## Items:

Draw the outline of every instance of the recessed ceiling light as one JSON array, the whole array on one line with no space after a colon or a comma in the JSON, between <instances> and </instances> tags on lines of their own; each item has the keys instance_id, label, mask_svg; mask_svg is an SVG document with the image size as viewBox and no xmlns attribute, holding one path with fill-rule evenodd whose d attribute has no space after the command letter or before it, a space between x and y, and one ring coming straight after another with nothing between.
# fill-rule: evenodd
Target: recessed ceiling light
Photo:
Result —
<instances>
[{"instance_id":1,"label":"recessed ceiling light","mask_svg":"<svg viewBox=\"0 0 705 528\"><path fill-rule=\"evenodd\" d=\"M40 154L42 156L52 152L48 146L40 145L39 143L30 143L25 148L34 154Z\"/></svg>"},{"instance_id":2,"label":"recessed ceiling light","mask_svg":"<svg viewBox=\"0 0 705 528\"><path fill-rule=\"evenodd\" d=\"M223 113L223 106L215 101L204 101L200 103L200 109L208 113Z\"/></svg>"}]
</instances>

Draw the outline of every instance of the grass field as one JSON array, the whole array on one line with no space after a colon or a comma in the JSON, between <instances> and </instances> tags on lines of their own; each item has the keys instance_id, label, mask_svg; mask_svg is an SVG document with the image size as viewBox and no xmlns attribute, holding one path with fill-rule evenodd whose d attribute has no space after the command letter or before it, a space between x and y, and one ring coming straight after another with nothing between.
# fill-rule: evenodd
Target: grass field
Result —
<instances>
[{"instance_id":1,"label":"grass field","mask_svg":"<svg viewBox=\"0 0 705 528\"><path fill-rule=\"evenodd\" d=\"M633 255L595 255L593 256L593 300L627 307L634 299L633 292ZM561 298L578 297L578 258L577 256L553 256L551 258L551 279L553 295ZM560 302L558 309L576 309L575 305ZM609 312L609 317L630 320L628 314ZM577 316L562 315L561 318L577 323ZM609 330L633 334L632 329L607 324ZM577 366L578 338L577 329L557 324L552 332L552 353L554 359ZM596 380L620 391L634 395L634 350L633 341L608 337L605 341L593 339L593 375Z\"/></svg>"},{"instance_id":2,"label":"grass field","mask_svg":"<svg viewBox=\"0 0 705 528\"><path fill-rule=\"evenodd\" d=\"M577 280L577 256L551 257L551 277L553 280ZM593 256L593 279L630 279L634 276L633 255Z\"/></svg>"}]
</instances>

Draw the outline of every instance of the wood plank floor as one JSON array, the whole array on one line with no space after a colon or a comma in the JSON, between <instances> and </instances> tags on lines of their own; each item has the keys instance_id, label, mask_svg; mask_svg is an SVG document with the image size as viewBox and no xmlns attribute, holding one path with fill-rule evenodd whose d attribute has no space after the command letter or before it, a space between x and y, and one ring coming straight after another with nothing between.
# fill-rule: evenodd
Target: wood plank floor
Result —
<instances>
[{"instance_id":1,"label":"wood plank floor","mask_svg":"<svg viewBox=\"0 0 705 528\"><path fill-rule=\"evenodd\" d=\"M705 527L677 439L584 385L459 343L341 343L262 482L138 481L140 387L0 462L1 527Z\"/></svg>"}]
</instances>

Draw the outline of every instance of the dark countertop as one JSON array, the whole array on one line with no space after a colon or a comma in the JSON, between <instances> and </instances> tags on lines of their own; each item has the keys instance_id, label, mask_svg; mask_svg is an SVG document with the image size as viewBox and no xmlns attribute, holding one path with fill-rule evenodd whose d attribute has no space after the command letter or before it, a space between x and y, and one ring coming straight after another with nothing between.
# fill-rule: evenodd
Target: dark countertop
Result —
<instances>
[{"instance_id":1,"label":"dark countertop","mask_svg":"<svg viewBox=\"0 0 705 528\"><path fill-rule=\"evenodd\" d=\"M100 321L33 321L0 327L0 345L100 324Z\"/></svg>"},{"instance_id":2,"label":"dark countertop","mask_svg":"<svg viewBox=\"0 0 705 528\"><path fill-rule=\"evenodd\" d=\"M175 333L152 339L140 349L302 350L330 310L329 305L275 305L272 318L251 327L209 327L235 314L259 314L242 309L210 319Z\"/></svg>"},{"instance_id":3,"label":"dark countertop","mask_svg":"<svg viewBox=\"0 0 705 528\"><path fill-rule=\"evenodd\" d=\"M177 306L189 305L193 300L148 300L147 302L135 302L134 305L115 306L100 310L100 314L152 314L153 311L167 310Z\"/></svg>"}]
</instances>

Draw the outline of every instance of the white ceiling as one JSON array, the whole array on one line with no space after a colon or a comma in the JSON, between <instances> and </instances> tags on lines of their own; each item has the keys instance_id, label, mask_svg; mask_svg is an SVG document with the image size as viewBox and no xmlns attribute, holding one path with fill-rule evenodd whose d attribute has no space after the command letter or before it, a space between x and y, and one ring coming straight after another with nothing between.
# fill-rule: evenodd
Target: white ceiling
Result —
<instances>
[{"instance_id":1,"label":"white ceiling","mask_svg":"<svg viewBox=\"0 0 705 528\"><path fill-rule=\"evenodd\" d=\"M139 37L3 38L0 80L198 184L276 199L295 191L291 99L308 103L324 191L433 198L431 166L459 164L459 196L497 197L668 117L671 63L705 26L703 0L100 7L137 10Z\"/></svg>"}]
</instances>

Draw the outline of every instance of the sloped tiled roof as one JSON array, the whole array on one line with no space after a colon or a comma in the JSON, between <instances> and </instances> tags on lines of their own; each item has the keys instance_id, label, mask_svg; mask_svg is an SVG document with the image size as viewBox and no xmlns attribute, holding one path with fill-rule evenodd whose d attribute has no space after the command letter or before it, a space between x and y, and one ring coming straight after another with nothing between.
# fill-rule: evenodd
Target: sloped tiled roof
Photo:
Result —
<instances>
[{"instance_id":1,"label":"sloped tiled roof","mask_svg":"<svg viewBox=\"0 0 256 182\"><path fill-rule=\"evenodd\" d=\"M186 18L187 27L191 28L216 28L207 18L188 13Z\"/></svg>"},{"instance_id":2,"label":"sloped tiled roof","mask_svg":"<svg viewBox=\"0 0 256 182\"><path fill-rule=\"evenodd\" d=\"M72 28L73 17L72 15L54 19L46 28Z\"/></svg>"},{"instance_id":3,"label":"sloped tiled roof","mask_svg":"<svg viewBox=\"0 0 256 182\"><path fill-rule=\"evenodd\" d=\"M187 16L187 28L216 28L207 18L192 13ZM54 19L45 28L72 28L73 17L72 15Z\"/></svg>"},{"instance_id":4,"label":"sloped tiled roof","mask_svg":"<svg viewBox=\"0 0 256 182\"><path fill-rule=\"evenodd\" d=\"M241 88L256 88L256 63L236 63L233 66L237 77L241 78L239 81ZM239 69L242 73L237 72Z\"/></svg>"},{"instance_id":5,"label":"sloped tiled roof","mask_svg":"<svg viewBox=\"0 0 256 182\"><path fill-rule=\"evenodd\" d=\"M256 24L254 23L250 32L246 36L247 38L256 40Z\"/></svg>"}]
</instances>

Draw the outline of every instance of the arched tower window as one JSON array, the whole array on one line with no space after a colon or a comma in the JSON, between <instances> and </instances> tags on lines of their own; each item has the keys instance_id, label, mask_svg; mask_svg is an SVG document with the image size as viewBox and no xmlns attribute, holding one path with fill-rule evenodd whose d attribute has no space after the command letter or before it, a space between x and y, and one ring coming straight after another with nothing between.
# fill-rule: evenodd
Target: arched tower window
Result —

## Requirements:
Arrange the listing above as a JSON list of strings, with one string for each line and no entries for blank lines.

## Answer in full:
[
  "Draw the outline of every instance of the recessed ceiling light as one JSON array, the whole array on one line with no space after a colon or a comma in the JSON, between <instances> and </instances> tags on lines of their own; each item has the keys instance_id, label, mask_svg; mask_svg is an SVG document with the image size as viewBox and no xmlns attribute, holding one path with fill-rule evenodd whose d attribute has no space after the command letter or before it, a space between x and y, and one ring coming straight after another with nothing between.",
  "# fill-rule: evenodd",
  "Target: recessed ceiling light",
  "Photo:",
  "Result —",
  "<instances>",
  "[{\"instance_id\":1,\"label\":\"recessed ceiling light\",\"mask_svg\":\"<svg viewBox=\\\"0 0 705 528\\\"><path fill-rule=\\\"evenodd\\\" d=\\\"M40 154L42 156L52 152L48 146L40 145L39 143L30 143L25 148L34 154Z\\\"/></svg>\"},{\"instance_id\":2,\"label\":\"recessed ceiling light\",\"mask_svg\":\"<svg viewBox=\\\"0 0 705 528\\\"><path fill-rule=\\\"evenodd\\\" d=\\\"M223 113L223 106L215 101L204 101L200 103L200 109L208 113Z\\\"/></svg>\"}]",
  "</instances>",
  "Draw the outline of every instance of the grass field as one JSON array, the whole array on one line with no space after a colon or a comma in the JSON, between <instances> and </instances> tags on lines of their own; each item has the keys instance_id, label, mask_svg; mask_svg is an SVG document with the image size as viewBox and no xmlns attribute, holding one path with fill-rule evenodd whose d attribute has no space after the command letter or before it, a space between x and y, and one ring coming straight after another with nothing between.",
  "# fill-rule: evenodd",
  "Target: grass field",
  "Result —",
  "<instances>",
  "[{\"instance_id\":1,\"label\":\"grass field\",\"mask_svg\":\"<svg viewBox=\\\"0 0 705 528\\\"><path fill-rule=\\\"evenodd\\\" d=\\\"M633 255L595 255L593 256L593 300L627 307L634 299L633 292ZM561 298L578 297L578 258L577 256L553 256L551 258L551 279L553 295ZM560 302L558 309L576 309L575 305ZM609 312L609 317L630 320L628 314ZM577 316L562 315L561 318L577 323ZM609 330L633 334L632 329L607 324ZM577 366L578 338L577 329L557 324L552 332L552 353L554 359ZM596 380L620 391L634 395L634 350L633 341L608 337L605 341L593 339L593 375Z\\\"/></svg>\"},{\"instance_id\":2,\"label\":\"grass field\",\"mask_svg\":\"<svg viewBox=\\\"0 0 705 528\\\"><path fill-rule=\\\"evenodd\\\" d=\\\"M577 280L577 256L551 257L551 277L553 280ZM593 256L593 279L630 279L634 276L633 255Z\\\"/></svg>\"}]",
  "</instances>",
  "Draw the outline of every instance of the wood plank floor as one JSON array, the whole array on one line with no space after a colon or a comma in the JSON, between <instances> and </instances> tags on lines of their own; each item has the keys instance_id, label, mask_svg; mask_svg is an SVG document with the image size as viewBox and no xmlns attribute, holding one path with fill-rule evenodd whose d attribute has no space after the command letter or before it, a space between x and y, and one ring coming straight after another with nothing between.",
  "# fill-rule: evenodd",
  "Target: wood plank floor",
  "Result —",
  "<instances>",
  "[{\"instance_id\":1,\"label\":\"wood plank floor\",\"mask_svg\":\"<svg viewBox=\\\"0 0 705 528\\\"><path fill-rule=\\\"evenodd\\\" d=\\\"M705 527L677 439L584 385L459 343L341 343L262 482L138 481L140 387L0 462L1 527Z\\\"/></svg>\"}]",
  "</instances>",
  "Draw the outline of every instance of the dark countertop as one JSON array, the whole array on one line with no space after a colon or a comma in the JSON, between <instances> and </instances> tags on lines of their own; each item has the keys instance_id, label, mask_svg; mask_svg is an SVG document with the image size as viewBox and no xmlns attribute, holding one path with fill-rule evenodd whose d attribute has no space after the command letter or before it, a space between x and y, and one ring coming straight after another with nothing between.",
  "# fill-rule: evenodd",
  "Target: dark countertop",
  "Result —",
  "<instances>",
  "[{\"instance_id\":1,\"label\":\"dark countertop\",\"mask_svg\":\"<svg viewBox=\\\"0 0 705 528\\\"><path fill-rule=\\\"evenodd\\\" d=\\\"M100 321L33 321L0 327L0 345L100 324Z\\\"/></svg>\"},{\"instance_id\":2,\"label\":\"dark countertop\",\"mask_svg\":\"<svg viewBox=\\\"0 0 705 528\\\"><path fill-rule=\\\"evenodd\\\" d=\\\"M175 333L152 339L140 349L302 350L330 310L329 305L275 305L272 318L251 327L209 327L235 314L259 314L242 309L210 319Z\\\"/></svg>\"},{\"instance_id\":3,\"label\":\"dark countertop\",\"mask_svg\":\"<svg viewBox=\\\"0 0 705 528\\\"><path fill-rule=\\\"evenodd\\\" d=\\\"M177 306L189 305L193 300L148 300L147 302L135 302L134 305L115 306L100 310L100 314L152 314L153 311L167 310Z\\\"/></svg>\"}]",
  "</instances>",
  "Draw the outline of every instance of the white ceiling as one JSON array, the whole array on one line with no space after a colon or a comma in the JSON, between <instances> and </instances> tags on lines of their own; each item has the keys instance_id, label, mask_svg; mask_svg is an SVG document with the image size as viewBox and no xmlns attribute, holding one path with fill-rule evenodd whose d attribute has no space after the command letter or before it, a space between x and y, and one ring coming straight after another with nothing between.",
  "# fill-rule: evenodd",
  "Target: white ceiling",
  "Result —",
  "<instances>",
  "[{\"instance_id\":1,\"label\":\"white ceiling\",\"mask_svg\":\"<svg viewBox=\\\"0 0 705 528\\\"><path fill-rule=\\\"evenodd\\\" d=\\\"M139 37L3 38L0 80L198 184L276 199L295 191L291 99L308 103L324 191L433 198L431 166L459 164L459 196L497 197L668 117L671 63L705 26L703 0L100 7L137 10Z\\\"/></svg>\"}]",
  "</instances>",
  "Draw the outline of every instance of the sloped tiled roof as one JSON array, the whole array on one line with no space after a colon or a comma in the JSON, between <instances> and </instances> tags on lines of their own; each item has the keys instance_id, label, mask_svg; mask_svg is an SVG document with the image size as viewBox and no xmlns attribute, holding one path with fill-rule evenodd whose d attribute has no space after the command letter or before it, a space between x and y, and one ring coming straight after another with nothing between.",
  "# fill-rule: evenodd",
  "Target: sloped tiled roof",
  "Photo:",
  "Result —",
  "<instances>",
  "[{\"instance_id\":1,\"label\":\"sloped tiled roof\",\"mask_svg\":\"<svg viewBox=\\\"0 0 256 182\\\"><path fill-rule=\\\"evenodd\\\" d=\\\"M186 18L187 27L191 28L216 28L207 18L188 13Z\\\"/></svg>\"},{\"instance_id\":2,\"label\":\"sloped tiled roof\",\"mask_svg\":\"<svg viewBox=\\\"0 0 256 182\\\"><path fill-rule=\\\"evenodd\\\" d=\\\"M72 28L73 17L72 15L54 19L46 28Z\\\"/></svg>\"},{\"instance_id\":3,\"label\":\"sloped tiled roof\",\"mask_svg\":\"<svg viewBox=\\\"0 0 256 182\\\"><path fill-rule=\\\"evenodd\\\" d=\\\"M187 16L187 28L216 28L207 18L192 13ZM54 19L45 28L72 28L73 17L72 15Z\\\"/></svg>\"},{\"instance_id\":4,\"label\":\"sloped tiled roof\",\"mask_svg\":\"<svg viewBox=\\\"0 0 256 182\\\"><path fill-rule=\\\"evenodd\\\" d=\\\"M241 88L256 88L256 63L236 63L233 66L237 77L241 78L239 81ZM239 69L242 73L237 72Z\\\"/></svg>\"},{\"instance_id\":5,\"label\":\"sloped tiled roof\",\"mask_svg\":\"<svg viewBox=\\\"0 0 256 182\\\"><path fill-rule=\\\"evenodd\\\" d=\\\"M256 24L254 23L250 32L246 36L247 38L256 40Z\\\"/></svg>\"}]",
  "</instances>",
  "Draw the outline of every instance of the arched tower window as one JSON array, the whole array on one line with no space after a colon or a comma in the JSON, between <instances> and </instances> tags on lines of their own; each item has the keys instance_id, label, mask_svg; mask_svg is an SVG document with the image size as viewBox and no xmlns attribute, holding one path with fill-rule evenodd whose d attribute has no space after the command letter or before it, a space between x and y, and one ring coming straight after another with nothing between.",
  "# fill-rule: evenodd",
  "Target: arched tower window",
  "Result —"
]